-- Start of SUPPLIED MATERIAL --

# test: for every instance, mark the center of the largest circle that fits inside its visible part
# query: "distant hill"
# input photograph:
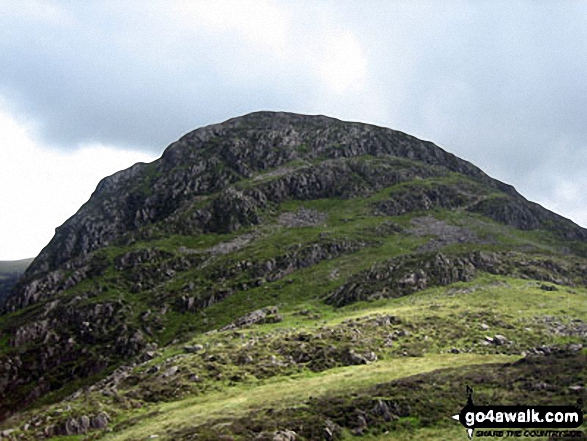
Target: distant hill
(293, 277)
(10, 272)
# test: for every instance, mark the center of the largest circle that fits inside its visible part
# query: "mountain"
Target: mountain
(289, 277)
(10, 272)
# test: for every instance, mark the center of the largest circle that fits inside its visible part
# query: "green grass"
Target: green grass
(280, 393)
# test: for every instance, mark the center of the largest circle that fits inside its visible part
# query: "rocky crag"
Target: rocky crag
(247, 223)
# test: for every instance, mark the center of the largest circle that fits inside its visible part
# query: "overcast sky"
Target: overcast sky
(88, 88)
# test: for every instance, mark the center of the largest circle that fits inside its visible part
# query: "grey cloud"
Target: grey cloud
(498, 83)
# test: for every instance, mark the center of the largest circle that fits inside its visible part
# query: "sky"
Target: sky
(89, 88)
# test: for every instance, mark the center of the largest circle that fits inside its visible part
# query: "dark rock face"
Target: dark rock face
(193, 186)
(211, 158)
(221, 179)
(407, 274)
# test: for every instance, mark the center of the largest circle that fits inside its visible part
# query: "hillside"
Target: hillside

-- End of SUPPLIED MATERIAL --

| GOAL OF THE EXERCISE |
Rewrite all of the material above with every "instance" changed to "occurrence" and nothing else altered. Leave the pictures out of your answer.

| RESPONSE TO THIS EXERCISE |
# test: for every occurrence, mark the center of the largest circle that fits inside its visible part
# query: "distant hill"
# input photograph:
Target: distant hill
(293, 277)
(10, 272)
# test: for every occurrence, mark the center of the largest circle that fits inside its visible part
# query: "mountain"
Target: mountain
(289, 277)
(10, 272)
# test: for every occurrence, mark the center of the largest circle that fits inside its visible part
# query: "green grass"
Target: green grass
(280, 393)
# test: for every occurrence, mark the center of the largest circle that fits inside its visible part
# query: "rocky crag"
Target: rocky crag
(247, 223)
# test: for every occurrence, mark the center of the largest circle that fits inside its visible part
# query: "overcast sky"
Target: overcast sky
(88, 88)
# test: for every occurrence, mark the center of the largest circle that fits inside its visible part
# query: "grey cloud"
Target: grey cloud
(498, 83)
# test: for every occurrence, mark the center of the largest circle that fits inside its visible part
# query: "sky"
Target: sky
(89, 88)
# test: for every occurrence, mark the center of the largest circle that fits inside its visible part
# query: "dark rock face"
Target: dark rock face
(193, 186)
(211, 158)
(221, 179)
(407, 274)
# test: for every occurrence, mark the center of the largest circle that fits inside its visible part
# query: "hillside"
Target: hillside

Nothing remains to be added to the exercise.